_Exercise aim:_
Without the pictures, set down the records below word for word.

_Data in this exercise:_

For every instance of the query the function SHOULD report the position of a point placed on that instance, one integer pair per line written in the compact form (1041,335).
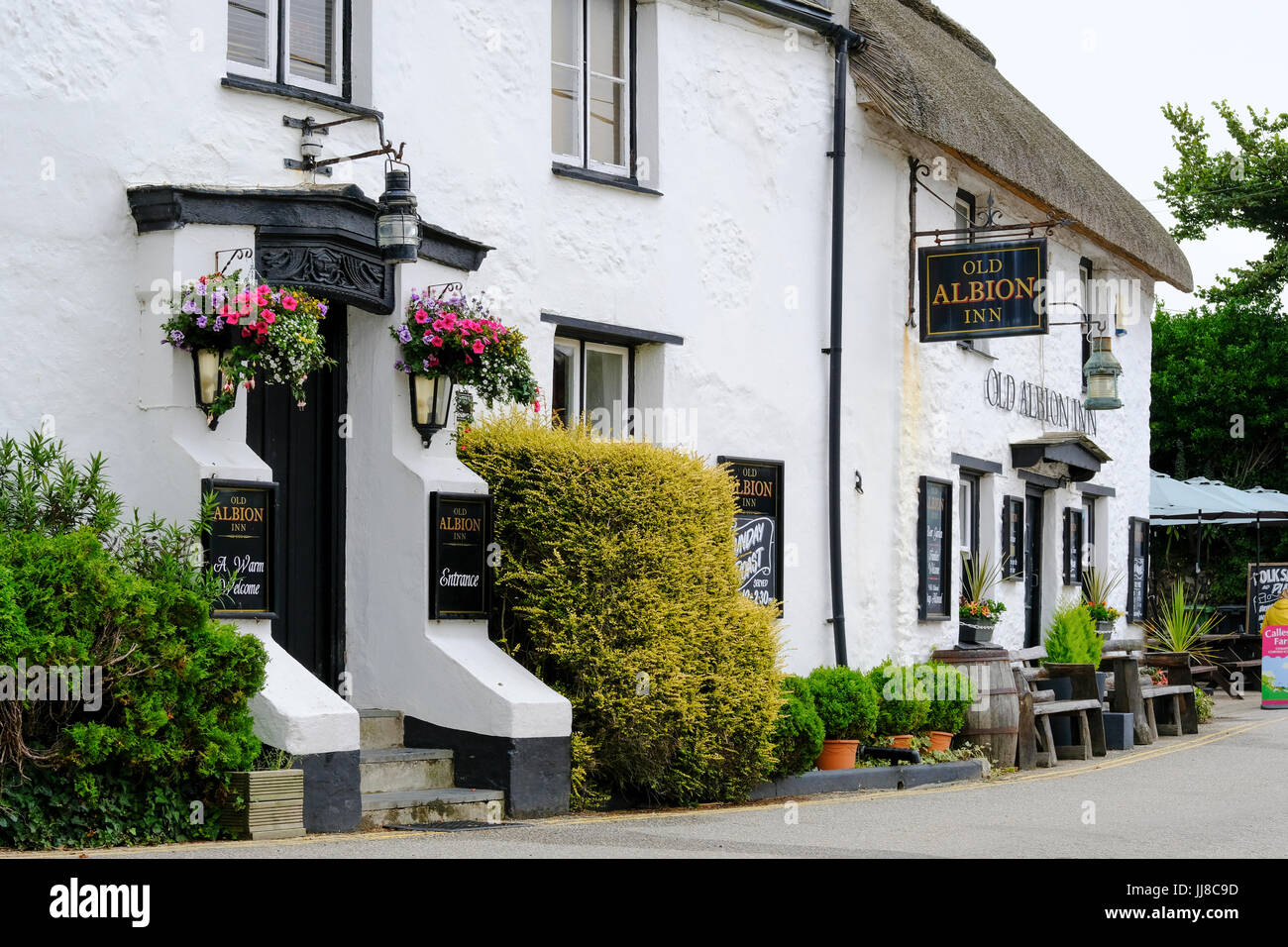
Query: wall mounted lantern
(430,405)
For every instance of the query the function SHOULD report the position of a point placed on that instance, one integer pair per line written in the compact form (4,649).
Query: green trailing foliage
(845,701)
(617,586)
(799,732)
(162,715)
(1070,635)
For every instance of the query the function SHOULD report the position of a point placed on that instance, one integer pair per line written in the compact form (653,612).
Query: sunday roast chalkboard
(460,527)
(241,543)
(1137,569)
(1265,582)
(759,527)
(934,567)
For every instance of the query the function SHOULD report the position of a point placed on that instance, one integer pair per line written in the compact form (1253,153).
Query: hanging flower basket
(237,330)
(455,341)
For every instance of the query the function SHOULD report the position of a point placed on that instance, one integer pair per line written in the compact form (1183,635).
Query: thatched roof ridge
(935,78)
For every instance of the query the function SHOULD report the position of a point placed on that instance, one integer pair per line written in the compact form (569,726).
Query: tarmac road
(1203,795)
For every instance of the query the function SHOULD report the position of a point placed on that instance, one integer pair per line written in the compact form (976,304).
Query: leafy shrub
(799,733)
(947,712)
(618,587)
(167,716)
(845,702)
(1070,637)
(902,705)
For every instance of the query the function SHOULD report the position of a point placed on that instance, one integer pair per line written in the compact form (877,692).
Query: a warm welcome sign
(983,290)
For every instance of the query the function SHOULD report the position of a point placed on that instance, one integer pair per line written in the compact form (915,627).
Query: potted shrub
(799,731)
(1098,587)
(949,702)
(903,703)
(978,615)
(848,706)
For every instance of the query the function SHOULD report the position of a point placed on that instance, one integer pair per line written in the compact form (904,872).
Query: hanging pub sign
(460,526)
(1265,582)
(983,290)
(759,527)
(240,547)
(1072,547)
(1013,538)
(1137,569)
(934,569)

_Solution to this problem:_
For every instance of the query the function SHOULD report the position of a point placed on that instance, one integer pair per line written in the compact form (1041,335).
Query: wall mounted lantern
(430,405)
For every instance of the query the function SHOULD report the position of a point placed on that instance, one integer pair per line written in the compact form (4,649).
Query: green trailing foliage
(845,701)
(617,586)
(799,732)
(162,715)
(1070,635)
For every instance of the query the function SHOULD report the position of a point placed on that instance, one integer pair per line written in the compact form (653,612).
Query: sunday roast chalkboard
(460,527)
(241,543)
(1137,569)
(1265,582)
(759,527)
(934,567)
For every instance of the query the function SHOULD report the position of a point placed on that instance, one integer pair per line written in the compact form (1253,153).
Query: hanging flower basket
(237,330)
(455,341)
For every instance of the query the function SHOULD report the position of a point placed on that instance, one integer pair per line written in the compact form (1183,635).
Query: thatched roof ridge
(935,78)
For every instance of the query the function SHOULD report the position of a point placed on that instance, one integer pair per line written in the compact form (569,726).
Query: tarmac road
(1203,795)
For every instance of the query the function SHOULD report the position of a point placed on that instance, one integer pair per line written in the compact form (976,304).
Query: leafy shrub
(799,733)
(947,712)
(618,587)
(167,716)
(845,702)
(1070,637)
(902,705)
For every instance of the query the function SHOULD report the position of a point placed on that instance, one integer pair per line written in the compact form (877,692).
Query: a warm welcome sign
(983,290)
For every instance of the query the function SHOULD report the position of a point placed on that instance, one integer pair per line written in the compact form (915,627).
Query: potted shrub
(799,731)
(1098,587)
(949,702)
(903,703)
(978,615)
(848,706)
For every instance of the query the function SHOULD report the position of a point placed on that instance, one integer pair per line written in the compact form (904,872).
Query: hanging pub sign
(460,526)
(1265,582)
(983,290)
(759,527)
(240,547)
(1072,547)
(1013,538)
(1137,569)
(934,569)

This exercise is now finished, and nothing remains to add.